REQUIRED WORK => Pull out every line of the data below and reproduce each one unchanged, in the same order.

— begin THE DATA —

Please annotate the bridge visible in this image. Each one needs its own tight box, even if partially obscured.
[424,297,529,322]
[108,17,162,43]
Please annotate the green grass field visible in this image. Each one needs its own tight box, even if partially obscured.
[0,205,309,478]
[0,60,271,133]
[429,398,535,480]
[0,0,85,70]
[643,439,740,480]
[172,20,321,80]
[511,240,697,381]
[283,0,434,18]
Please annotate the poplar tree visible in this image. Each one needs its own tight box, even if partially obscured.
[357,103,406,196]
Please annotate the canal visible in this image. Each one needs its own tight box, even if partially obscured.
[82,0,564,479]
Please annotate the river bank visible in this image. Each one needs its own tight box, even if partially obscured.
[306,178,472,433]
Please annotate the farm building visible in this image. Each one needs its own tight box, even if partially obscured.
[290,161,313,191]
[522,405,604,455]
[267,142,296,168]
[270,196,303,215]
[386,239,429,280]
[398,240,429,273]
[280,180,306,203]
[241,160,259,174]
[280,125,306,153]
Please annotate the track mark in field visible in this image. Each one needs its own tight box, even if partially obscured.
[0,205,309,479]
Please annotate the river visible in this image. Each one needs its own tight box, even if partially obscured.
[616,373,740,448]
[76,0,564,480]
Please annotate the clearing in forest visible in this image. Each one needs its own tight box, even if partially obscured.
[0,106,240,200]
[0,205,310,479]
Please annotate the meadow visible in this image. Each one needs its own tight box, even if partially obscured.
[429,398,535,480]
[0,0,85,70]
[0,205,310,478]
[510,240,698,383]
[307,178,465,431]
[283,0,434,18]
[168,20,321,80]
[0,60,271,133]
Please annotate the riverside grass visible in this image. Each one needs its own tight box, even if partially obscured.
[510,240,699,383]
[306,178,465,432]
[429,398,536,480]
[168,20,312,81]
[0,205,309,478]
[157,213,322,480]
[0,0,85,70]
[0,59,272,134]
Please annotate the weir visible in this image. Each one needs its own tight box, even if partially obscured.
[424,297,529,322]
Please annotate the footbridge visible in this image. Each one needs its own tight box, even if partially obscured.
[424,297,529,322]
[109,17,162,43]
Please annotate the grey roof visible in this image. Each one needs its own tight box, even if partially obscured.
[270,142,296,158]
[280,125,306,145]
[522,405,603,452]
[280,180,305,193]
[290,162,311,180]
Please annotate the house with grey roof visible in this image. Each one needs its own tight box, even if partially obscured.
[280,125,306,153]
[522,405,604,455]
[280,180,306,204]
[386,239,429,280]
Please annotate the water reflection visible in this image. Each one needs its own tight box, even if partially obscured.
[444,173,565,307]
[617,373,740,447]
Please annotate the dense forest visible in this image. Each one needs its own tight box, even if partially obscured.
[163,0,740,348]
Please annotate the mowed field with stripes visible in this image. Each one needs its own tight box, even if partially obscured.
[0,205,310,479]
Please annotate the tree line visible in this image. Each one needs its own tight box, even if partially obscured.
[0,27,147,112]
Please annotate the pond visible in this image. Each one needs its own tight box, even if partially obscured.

— end THE DATA —

FINAL ANSWER =>
Please annotate the bridge visible in this image. Each one needs its own tight box, even if partially obscured.
[424,297,529,322]
[108,17,162,43]
Please annotate the green grass field visible in this image. Each one needs its own tight box, even if partially obscured.
[0,205,309,478]
[0,60,271,133]
[429,398,535,480]
[0,0,85,70]
[643,439,740,480]
[172,20,321,80]
[511,240,697,381]
[283,0,434,18]
Please annotate the poplar tree visible in this image. Each one needs its own tight box, even if partially obscured.
[357,103,406,196]
Please annotate the canal visible in this image. Each one needs its own tight box, even if partially obscured.
[82,0,564,479]
Please annotate the river bank visible in this image. Each one needs its own tight box, even if partially obscured.
[306,178,472,433]
Please annotate the farm building visible in this image. Each one needs its own tight box, even if partially obscured.
[290,161,313,191]
[522,405,604,455]
[267,142,296,168]
[270,196,303,215]
[386,239,429,280]
[398,240,429,273]
[280,180,306,203]
[241,160,259,174]
[280,125,306,153]
Please annotate the track mark in field visible in this image. Each one needs its own tight box, even if partially obscured.
[0,205,309,479]
Please annotate the river visible in this image. Each one needs its own tight box, even if partially obscured.
[616,373,740,448]
[76,0,564,480]
Please annotate the clearing in forest visible in this image. Each one needs its own tight box, even if partially obscured.
[0,106,240,200]
[0,205,310,479]
Please annotate the meadow visible in this image. Each one needs its own tight box, even if partially obscured.
[429,398,535,480]
[0,0,85,70]
[0,205,310,478]
[510,240,698,383]
[307,178,465,431]
[283,0,434,18]
[168,20,321,80]
[0,60,271,133]
Please annotate the riverside grass visible in this image. Each one needs its own tight box, even if partially obscured.
[510,240,699,383]
[306,178,465,432]
[429,398,536,480]
[168,20,312,81]
[0,205,309,478]
[157,213,322,480]
[0,0,85,70]
[0,59,272,134]
Please annotate the weir visible in this image. Each one needs its own tight box, even if partially obscured.
[424,297,529,322]
Please annotate the footbridge visible in this image. Each one needs its own tight box, even if partially obscured.
[424,297,529,322]
[109,17,162,43]
Please annotate the grey roof visible in this image. Each one needs its own tight box, even if partially obscured.
[270,142,296,158]
[280,125,306,145]
[522,405,603,452]
[280,180,305,193]
[290,162,311,180]
Please annotate the house with grey roof visible in this image. Each one needs its own tight box, even if partially obscured.
[280,125,306,153]
[522,405,604,455]
[280,180,306,204]
[386,239,429,280]
Please annotate the water reflection visible in this image. Each one needs its own tight box, even if partially obscured.
[444,173,565,307]
[617,373,740,447]
Please annotate the dense forest visible in this image. Each one needs its own tight box, even if partially obscured.
[163,0,740,348]
Please annotate the mowed field with stripes visible in this image. Each one needs its own tight box, even if partially obscured.
[0,205,310,479]
Please annotate the tree line visible in this image. Each one needs its own tight box, even if partially obscured.
[0,27,147,112]
Please annotate the pond visible in this image. Each one needs its own tight box, even if partially obscured.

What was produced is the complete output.